--- TEKS YANG DIBERIKAN ---

SEMARANG — Panthera Jagat News. Jaksa Penuntut Umum Komisi Pemberantasan Korupsi (JPU KPK) menilai bahwa kemarahan mantan Wali Kota Semarang, Hevearita G. Rahayu alias Mbak Ita, kepada suaminya Alwin Basri hanyalah dalih untuk menutupi keterlibatannya dalam kasus korupsi proyek pengadaan meja dan kursi sekolah di Dinas Pendidikan Kota Semarang.
Dalam sidang tuntutan terhadap terdakwa Rachmat Utama Djangkar yang digelar di Pengadilan Tipikor Semarang, Rabu (28/5/2025), JPU Rio Vernika Putra menyampaikan bahwa pengakuan Mbak Ita yang sebelumnya menyatakan dirinya telah menegur suaminya agar tidak cawe-cawe dalam proyek pemerintah tidak sejalan dengan tindakan nyatanya.

---

■ **SOAL YANG DIBERIKAN**
Tuliskan kembali tanpa perubahan bagian teks tentang sidang korupsi pengadaan meja dan kursi sekolah di Semarang, antara "SEMARANG — Panthera" dan "Pendidikan Kota Semarang.", termasuk kedua batas itu. Gunakan hanya teks di atas sebagai sumber.

--- ENTRI DATA ---

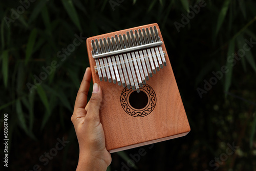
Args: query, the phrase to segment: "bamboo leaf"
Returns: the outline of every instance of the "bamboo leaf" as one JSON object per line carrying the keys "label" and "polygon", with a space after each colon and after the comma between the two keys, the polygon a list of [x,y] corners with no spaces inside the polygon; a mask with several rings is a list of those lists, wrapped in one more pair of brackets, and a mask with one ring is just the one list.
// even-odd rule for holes
{"label": "bamboo leaf", "polygon": [[76,12],[76,10],[74,7],[72,1],[71,0],[61,0],[64,8],[65,8],[68,14],[69,14],[70,19],[76,25],[76,27],[79,29],[80,32],[82,32],[82,29],[80,25],[80,22],[78,18],[78,15]]}
{"label": "bamboo leaf", "polygon": [[[121,157],[123,160],[124,160],[126,162],[130,160],[129,156],[123,151],[117,152],[117,154]],[[130,163],[132,166],[136,169],[138,170],[138,167],[134,163]]]}
{"label": "bamboo leaf", "polygon": [[247,35],[251,37],[254,40],[256,40],[256,35],[255,35],[249,29],[245,29],[245,32]]}
{"label": "bamboo leaf", "polygon": [[245,53],[245,58],[256,73],[256,65],[255,63],[255,60],[252,55],[252,53],[251,51],[248,51]]}
{"label": "bamboo leaf", "polygon": [[[244,51],[245,52],[245,59],[247,60],[248,62],[252,68],[253,70],[254,70],[255,72],[256,72],[256,64],[250,49],[245,49],[244,48],[244,45],[245,44],[246,44],[246,42],[244,40],[244,37],[242,35],[240,35],[238,36],[237,39],[238,45],[239,46],[238,48],[240,50],[241,50],[241,51]],[[249,48],[249,47],[248,48]],[[244,58],[244,57],[242,57],[242,58]]]}
{"label": "bamboo leaf", "polygon": [[34,29],[29,35],[28,44],[27,45],[27,49],[26,50],[25,65],[28,63],[28,62],[32,54],[33,48],[34,47],[34,45],[35,44],[36,34],[37,30],[36,29]]}
{"label": "bamboo leaf", "polygon": [[33,91],[29,95],[29,131],[32,132],[33,129],[33,123],[34,123],[34,101],[35,93]]}
{"label": "bamboo leaf", "polygon": [[5,21],[4,19],[3,19],[1,23],[1,43],[2,43],[2,50],[4,50],[5,49],[5,35],[4,35],[4,22]]}
{"label": "bamboo leaf", "polygon": [[250,137],[250,147],[252,148],[252,144],[253,143],[253,137],[255,134],[255,131],[256,130],[256,115],[254,113],[254,118],[253,119],[253,123],[251,128],[251,136]]}
{"label": "bamboo leaf", "polygon": [[24,26],[26,28],[27,28],[29,27],[29,25],[28,25],[27,22],[26,22],[25,19],[24,19],[24,17],[23,17],[23,16],[20,15],[19,16],[19,17],[18,17],[18,19],[20,22],[20,23],[22,24],[23,24],[23,25],[24,25]]}
{"label": "bamboo leaf", "polygon": [[227,14],[227,10],[228,10],[228,6],[229,5],[230,1],[230,0],[226,0],[225,1],[224,4],[221,8],[220,14],[219,14],[219,17],[218,18],[217,20],[217,25],[216,27],[216,31],[215,32],[215,35],[216,36],[220,29],[222,25],[224,19],[225,19],[225,17],[226,16],[226,14]]}
{"label": "bamboo leaf", "polygon": [[[227,67],[227,71],[229,71],[229,72],[226,74],[226,79],[225,80],[225,83],[224,83],[224,92],[227,92],[228,91],[228,90],[229,89],[229,87],[230,87],[231,85],[231,81],[232,79],[232,71],[233,70],[233,62],[230,62],[229,60],[229,57],[230,57],[230,56],[233,55],[234,52],[234,46],[235,46],[235,43],[234,43],[234,39],[232,39],[230,41],[229,41],[229,44],[228,45],[228,49],[227,51],[227,62],[226,64],[226,66]],[[233,56],[232,56],[233,57]],[[225,94],[225,97],[226,97],[227,95],[227,94]]]}
{"label": "bamboo leaf", "polygon": [[148,9],[147,9],[147,12],[150,12],[151,11],[152,8],[154,7],[154,6],[155,5],[155,4],[157,2],[157,0],[154,0],[153,2],[151,3],[151,4],[150,5],[150,7],[148,7]]}
{"label": "bamboo leaf", "polygon": [[45,90],[44,90],[41,86],[37,87],[37,89],[36,89],[36,90],[42,103],[44,104],[44,105],[45,105],[45,106],[46,108],[47,111],[48,113],[50,113],[50,110],[49,103]]}
{"label": "bamboo leaf", "polygon": [[3,52],[2,55],[2,71],[4,79],[4,84],[5,87],[7,88],[8,80],[8,71],[9,71],[9,52],[8,50],[5,50]]}
{"label": "bamboo leaf", "polygon": [[239,6],[240,7],[240,9],[242,11],[242,13],[244,16],[244,19],[246,19],[246,10],[245,9],[245,5],[244,4],[244,0],[239,0],[238,1],[239,3]]}
{"label": "bamboo leaf", "polygon": [[19,100],[17,100],[16,101],[16,112],[17,112],[17,117],[20,126],[26,133],[28,133],[28,131],[26,124],[25,117],[22,110],[22,104]]}
{"label": "bamboo leaf", "polygon": [[47,1],[47,0],[41,0],[38,1],[38,3],[36,4],[35,7],[33,8],[33,11],[31,15],[30,15],[30,18],[29,18],[28,21],[29,24],[31,23],[35,20],[37,15],[42,10],[42,8],[46,5]]}
{"label": "bamboo leaf", "polygon": [[159,0],[159,2],[161,6],[163,6],[163,0]]}
{"label": "bamboo leaf", "polygon": [[181,1],[184,9],[185,9],[187,12],[189,12],[189,4],[188,1],[187,0],[181,0]]}
{"label": "bamboo leaf", "polygon": [[46,32],[50,35],[51,34],[51,22],[49,16],[48,10],[46,6],[42,7],[41,15],[44,23],[46,28]]}

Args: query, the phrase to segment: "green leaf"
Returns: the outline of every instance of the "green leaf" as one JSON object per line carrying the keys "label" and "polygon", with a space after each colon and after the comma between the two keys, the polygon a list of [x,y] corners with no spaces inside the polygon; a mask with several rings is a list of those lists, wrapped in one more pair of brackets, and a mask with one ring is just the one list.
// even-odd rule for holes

---

■ **JAWABAN LENGKAP**
SEMARANG — Panthera Jagat News. Jaksa Penuntut Umum Komisi Pemberantasan Korupsi (JPU KPK) menilai bahwa kemarahan mantan Wali Kota Semarang, Hevearita G. Rahayu alias Mbak Ita, kepada suaminya Alwin Basri hanyalah dalih untuk menutupi keterlibatannya dalam kasus korupsi proyek pengadaan meja dan kursi sekolah di Dinas Pendidikan Kota Semarang.